Sin embargo, y por brumoso que el panorama pueda presentarse, pareciera que afortunadamente la humanidad no deja de contar con el ingenio personal como recurso al que apelar. La creatividad, ese rasgo de la personalidad humana emparentada la razón pero de manera alguna limitada por ella, es capaz de producir alternativas inusitadas, pero no por ello menos eficaces. De alguna manera la suerte del trabajador comienza a mejorar cuando se encuentra con la "huérfana" (rol interpretado por Paulette Goddard), un simpático personaje que hace uso de su ingenio y chispa personales para hacerse de una vida, y que se resiste a renunciar a su libertad y a ser moldeada por las opresivas instituciones que buscan atraparla. A partir de ese momento la existencia del trabajador se hace, si no más fácil, al menos más reconfortada. En la parte final de la película la huérfana y el trabajador parecen haber solucionado sus vidas gracias a sus habilidades histriónicas (ella consigue un trabajo como bailarina y él descubre sus dotes de comediante con ocasión del estrepitoso fracaso de su tentativa por hacerse camarero). El hecho de que este oasis momentáneo se vea abruptamente interrumpido por la intervención de las autoridades que pretenden recluir a la huérfana en un orfelinato, no opaca lo que podría ser una especie de metáfora esencial: el arte (escénico en este caso, pero bien podría tratarse de otro) puede ser una salvación para los seres humanos pues las peculiaridades del gozo creativo no sólo nos consuelan, sino que también engrandecen el alma individual. Finalmente el trabajador y la huérfana deciden huir y la película termina bien, como las comedias griegas más ortodoxas antes de que Aristófanes desvirtuara el sentido original del término. El trabajador no regresa a su antigua fábrica, a pesar de que ésta había sido reabierta, sino que opta por una vida más incierta, pero quizá también más personal y humana.
A pesar de los años transcurridos, Tiempos modernos se nos presenta como una obra llamada a despertar las conciencias cada vez más dormidas del presente. O al menos a hacernos recordar que tras la aplastante medianía de la vida hecha en serie subyace el indudable milagro que representa el poder creador latente en cada individualidad.

- [DATOS PROPORCIONADOS]:
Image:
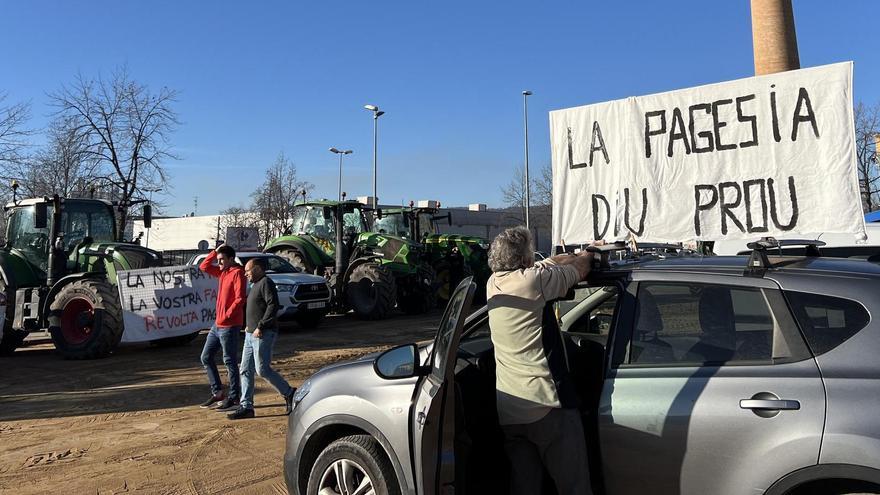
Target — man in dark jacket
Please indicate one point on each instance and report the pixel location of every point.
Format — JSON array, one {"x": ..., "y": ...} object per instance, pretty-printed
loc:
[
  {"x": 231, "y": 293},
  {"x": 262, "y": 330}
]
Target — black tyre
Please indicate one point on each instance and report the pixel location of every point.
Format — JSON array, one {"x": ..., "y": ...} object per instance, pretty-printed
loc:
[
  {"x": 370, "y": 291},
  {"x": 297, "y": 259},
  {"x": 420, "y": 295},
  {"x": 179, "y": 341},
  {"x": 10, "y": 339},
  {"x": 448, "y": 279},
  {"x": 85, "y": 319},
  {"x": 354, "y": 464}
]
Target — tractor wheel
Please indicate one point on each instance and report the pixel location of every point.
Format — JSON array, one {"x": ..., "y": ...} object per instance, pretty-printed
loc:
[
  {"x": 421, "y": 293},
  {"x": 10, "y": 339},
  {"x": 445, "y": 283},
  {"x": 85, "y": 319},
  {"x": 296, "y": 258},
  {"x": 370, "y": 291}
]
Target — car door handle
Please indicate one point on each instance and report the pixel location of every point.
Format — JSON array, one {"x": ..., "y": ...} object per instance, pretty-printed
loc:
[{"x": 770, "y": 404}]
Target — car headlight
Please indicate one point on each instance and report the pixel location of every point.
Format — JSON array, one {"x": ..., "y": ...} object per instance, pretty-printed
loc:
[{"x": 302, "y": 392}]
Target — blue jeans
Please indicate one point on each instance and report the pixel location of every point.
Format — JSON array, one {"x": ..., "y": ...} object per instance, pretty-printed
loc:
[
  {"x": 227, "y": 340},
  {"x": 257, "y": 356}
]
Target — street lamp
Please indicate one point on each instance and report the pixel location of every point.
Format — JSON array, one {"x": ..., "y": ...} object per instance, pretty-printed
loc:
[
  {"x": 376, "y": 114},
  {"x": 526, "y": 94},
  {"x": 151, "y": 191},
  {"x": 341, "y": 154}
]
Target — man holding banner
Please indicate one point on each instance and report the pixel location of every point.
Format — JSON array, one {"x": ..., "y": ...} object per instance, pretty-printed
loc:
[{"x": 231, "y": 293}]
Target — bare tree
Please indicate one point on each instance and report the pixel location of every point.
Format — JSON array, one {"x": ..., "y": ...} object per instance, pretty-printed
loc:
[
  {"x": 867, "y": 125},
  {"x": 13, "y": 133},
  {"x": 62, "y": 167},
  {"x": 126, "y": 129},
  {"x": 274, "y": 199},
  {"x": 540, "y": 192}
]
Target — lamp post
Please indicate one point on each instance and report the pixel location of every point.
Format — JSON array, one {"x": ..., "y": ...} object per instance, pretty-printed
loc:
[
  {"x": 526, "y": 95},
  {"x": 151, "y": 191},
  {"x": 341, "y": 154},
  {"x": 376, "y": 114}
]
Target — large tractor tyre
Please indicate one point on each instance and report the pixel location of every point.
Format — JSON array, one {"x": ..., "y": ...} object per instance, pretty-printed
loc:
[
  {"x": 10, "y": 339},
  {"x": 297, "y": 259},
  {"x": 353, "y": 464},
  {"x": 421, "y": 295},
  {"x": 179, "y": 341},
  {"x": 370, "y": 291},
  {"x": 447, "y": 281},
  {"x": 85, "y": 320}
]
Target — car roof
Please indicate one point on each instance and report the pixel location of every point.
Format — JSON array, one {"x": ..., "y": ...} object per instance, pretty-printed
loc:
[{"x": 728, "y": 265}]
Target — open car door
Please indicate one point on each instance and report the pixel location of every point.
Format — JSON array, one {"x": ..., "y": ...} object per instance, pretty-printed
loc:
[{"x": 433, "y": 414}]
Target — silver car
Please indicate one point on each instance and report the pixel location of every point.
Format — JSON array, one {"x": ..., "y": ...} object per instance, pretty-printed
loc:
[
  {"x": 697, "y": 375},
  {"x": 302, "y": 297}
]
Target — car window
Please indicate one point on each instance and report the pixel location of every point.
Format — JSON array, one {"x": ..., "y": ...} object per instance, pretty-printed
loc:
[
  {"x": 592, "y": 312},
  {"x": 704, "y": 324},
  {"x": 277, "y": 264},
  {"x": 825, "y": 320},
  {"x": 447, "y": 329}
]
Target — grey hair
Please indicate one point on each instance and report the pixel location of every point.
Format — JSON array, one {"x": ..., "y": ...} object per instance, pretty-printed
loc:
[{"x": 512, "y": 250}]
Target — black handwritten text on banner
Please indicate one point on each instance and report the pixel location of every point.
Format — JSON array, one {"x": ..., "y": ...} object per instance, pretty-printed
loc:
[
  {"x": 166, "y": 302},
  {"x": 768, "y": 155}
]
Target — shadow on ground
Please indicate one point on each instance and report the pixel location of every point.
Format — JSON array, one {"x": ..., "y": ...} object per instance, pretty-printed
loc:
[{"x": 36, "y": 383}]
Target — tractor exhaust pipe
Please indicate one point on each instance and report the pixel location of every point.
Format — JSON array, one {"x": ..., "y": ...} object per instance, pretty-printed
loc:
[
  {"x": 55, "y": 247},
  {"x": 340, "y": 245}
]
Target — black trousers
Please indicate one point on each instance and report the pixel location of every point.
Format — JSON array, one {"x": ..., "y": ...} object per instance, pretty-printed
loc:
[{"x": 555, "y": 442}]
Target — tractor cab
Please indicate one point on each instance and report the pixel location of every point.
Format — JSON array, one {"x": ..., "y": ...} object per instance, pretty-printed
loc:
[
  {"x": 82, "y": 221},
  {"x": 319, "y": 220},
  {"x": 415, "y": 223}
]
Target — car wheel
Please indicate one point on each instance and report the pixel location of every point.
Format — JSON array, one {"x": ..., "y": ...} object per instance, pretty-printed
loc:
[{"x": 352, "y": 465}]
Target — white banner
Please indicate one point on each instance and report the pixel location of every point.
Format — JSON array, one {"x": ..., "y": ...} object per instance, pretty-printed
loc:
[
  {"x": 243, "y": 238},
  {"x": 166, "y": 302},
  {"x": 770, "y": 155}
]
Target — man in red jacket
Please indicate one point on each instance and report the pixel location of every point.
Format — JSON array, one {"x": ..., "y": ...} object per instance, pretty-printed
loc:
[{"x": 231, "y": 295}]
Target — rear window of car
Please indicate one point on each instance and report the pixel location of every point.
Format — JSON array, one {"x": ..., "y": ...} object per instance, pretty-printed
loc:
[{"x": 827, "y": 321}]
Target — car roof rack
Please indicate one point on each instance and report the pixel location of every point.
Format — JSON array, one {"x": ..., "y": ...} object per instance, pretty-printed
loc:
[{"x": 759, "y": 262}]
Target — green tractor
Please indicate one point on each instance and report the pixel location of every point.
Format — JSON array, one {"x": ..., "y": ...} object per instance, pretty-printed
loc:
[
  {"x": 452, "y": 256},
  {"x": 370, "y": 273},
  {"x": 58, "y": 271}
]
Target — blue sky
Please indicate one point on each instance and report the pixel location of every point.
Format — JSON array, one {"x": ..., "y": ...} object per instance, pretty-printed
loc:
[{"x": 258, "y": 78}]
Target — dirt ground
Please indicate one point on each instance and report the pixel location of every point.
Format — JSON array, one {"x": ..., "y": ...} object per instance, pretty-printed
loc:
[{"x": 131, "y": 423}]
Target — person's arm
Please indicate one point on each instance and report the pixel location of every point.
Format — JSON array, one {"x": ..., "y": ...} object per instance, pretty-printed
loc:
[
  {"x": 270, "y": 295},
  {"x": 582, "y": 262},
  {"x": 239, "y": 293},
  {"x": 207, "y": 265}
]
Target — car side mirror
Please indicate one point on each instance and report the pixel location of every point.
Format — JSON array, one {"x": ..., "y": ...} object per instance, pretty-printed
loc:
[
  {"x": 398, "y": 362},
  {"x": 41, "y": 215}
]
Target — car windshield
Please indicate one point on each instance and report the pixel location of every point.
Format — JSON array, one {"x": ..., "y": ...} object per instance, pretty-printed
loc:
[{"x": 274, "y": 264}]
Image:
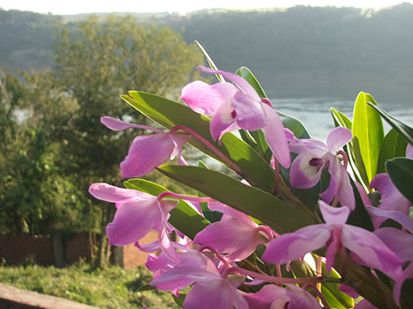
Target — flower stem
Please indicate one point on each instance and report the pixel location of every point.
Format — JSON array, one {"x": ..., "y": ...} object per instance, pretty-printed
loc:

- [TAREAS A REALIZAR]:
(a) Según el texto sobre Tiempos modernos, ¿por qué el arte puede ser una salvación para los seres humanos? Responde en una a tres oraciones.
(b) Transcribe sin cambios el pasaje del texto sobre Tiempos modernos que empieza con "A pesar de los" y sigue hasta "en cada individualidad.".

- [RESPUESTAS EN ORDEN]:
(a) Porque las peculiaridades del gozo creativo no solo consuelan a las personas, sino que también engrandecen el alma individual.

(b)
A pesar de los años transcurridos, Tiempos modernos se nos presenta como una obra llamada a despertar las conciencias cada vez más dormidas del presente. O al menos a hacernos recordar que tras la aplastante medianía de la vida hecha en serie subyace el indudable milagro que representa el poder creador latente en cada individualidad.